--- Begin ---
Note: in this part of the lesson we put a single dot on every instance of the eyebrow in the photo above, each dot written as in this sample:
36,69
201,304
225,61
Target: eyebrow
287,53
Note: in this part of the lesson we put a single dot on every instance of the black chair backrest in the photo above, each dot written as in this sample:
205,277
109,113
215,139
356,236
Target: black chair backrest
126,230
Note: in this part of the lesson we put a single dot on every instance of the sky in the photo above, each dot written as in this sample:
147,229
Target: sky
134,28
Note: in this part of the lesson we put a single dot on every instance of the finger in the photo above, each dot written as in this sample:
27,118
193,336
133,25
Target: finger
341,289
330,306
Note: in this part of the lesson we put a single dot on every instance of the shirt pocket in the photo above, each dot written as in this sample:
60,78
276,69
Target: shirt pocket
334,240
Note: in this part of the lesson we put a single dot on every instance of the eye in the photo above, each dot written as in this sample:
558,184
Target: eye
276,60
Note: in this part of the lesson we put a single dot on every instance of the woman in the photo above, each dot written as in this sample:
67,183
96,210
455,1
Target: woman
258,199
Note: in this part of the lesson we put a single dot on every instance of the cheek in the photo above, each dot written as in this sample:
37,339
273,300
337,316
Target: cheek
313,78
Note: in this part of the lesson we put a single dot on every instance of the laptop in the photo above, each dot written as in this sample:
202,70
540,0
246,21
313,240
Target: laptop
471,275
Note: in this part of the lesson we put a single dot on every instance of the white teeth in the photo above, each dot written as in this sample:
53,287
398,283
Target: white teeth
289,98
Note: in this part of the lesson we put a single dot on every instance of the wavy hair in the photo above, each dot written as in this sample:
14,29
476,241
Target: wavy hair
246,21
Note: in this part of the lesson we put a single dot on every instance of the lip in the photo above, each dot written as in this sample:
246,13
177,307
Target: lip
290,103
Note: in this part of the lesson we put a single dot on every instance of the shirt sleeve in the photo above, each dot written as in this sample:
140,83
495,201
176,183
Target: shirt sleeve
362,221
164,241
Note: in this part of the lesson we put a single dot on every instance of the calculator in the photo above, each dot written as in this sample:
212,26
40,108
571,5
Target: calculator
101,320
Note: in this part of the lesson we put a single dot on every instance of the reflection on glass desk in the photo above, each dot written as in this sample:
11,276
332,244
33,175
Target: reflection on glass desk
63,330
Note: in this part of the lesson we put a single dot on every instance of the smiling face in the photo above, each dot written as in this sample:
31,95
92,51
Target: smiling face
--- End ---
What to do
Return all the data above once more, precisely as given.

Result for this task
Note: in this part of the lesson we put a single dot on every instance of the eyebrow in the photo above, each dot written as in this sample:
36,69
201,304
225,61
Target: eyebrow
287,53
Note: in this part of the lesson we put a single dot on every instance of the black chair backrest in the photo above, each dot written as in this sample:
205,277
109,113
215,139
356,236
Target: black chair backrest
126,230
Note: in this part of the lesson we put a single dot on every instance of the sky in the photo above, each dot written as in this sample:
147,229
Target: sky
134,28
Note: in this part of the lesson we put a single dot on every instance of the finger in the photo above, each dot written as in this sample:
27,118
193,336
133,25
Target: finger
341,289
330,306
Note: in this part of the lesson we put a single dot on every instance of the shirt pocket in the photo above, each dot written as in this sample:
60,78
276,69
Target: shirt pocket
334,240
Note: in this part of the lesson we put a single dot on every instance of the eye in the photo above, each dot written as in this sample:
558,184
Target: eye
276,60
Note: in this part of the lesson we put a single dot on every instance of the woman in the photo above, each dot written as in this sample:
67,183
96,210
455,1
Target: woman
258,199
Note: in this part of the lesson we put a single dot on every instance of the cheek in the photo above, each dot written as in this sample:
37,339
273,300
337,316
Target: cheek
313,78
Note: in this part of the lesson we put a single dot on every instance of the laptop in the photo above, each dot written as in this sample:
202,70
540,0
246,21
313,240
Target: laptop
471,275
Note: in this part of the lesson we put a single dot on every instance of the white teeth in the photo above, each dot written as in this sample:
53,287
398,283
Target: white teeth
289,98
Note: in this part of the lesson we put a single dot on every instance of the wavy hair in the photo above, each dot written as in this sample:
14,29
476,241
Target: wavy hair
246,21
Note: in this part of the lesson we put a single dot on every instance of the lip in the photo above, each dot written as in this sample:
246,13
177,307
Target: lip
290,103
Note: in this part of the lesson we put a single dot on every instance of the shirt sleeve in the photo above, each dot written as in this sample:
140,83
495,201
176,183
Target: shirt sleeve
362,221
164,241
Note: in this part of the lesson we put a single dot on every instance of the calculator in the photo above, each dot written as in this sample:
212,26
40,108
571,5
Target: calculator
101,320
Note: in this part of the lesson we put a single dot on every instance of the reflection on glass desk in the photo above, each dot written as in this sample:
11,276
332,244
33,175
Target: reflection on glass desk
63,330
Note: in this part of the lesson we put a single dot on every instance of the smiling face in the photo above, each dot written as in this sample:
31,95
92,51
Target: smiling face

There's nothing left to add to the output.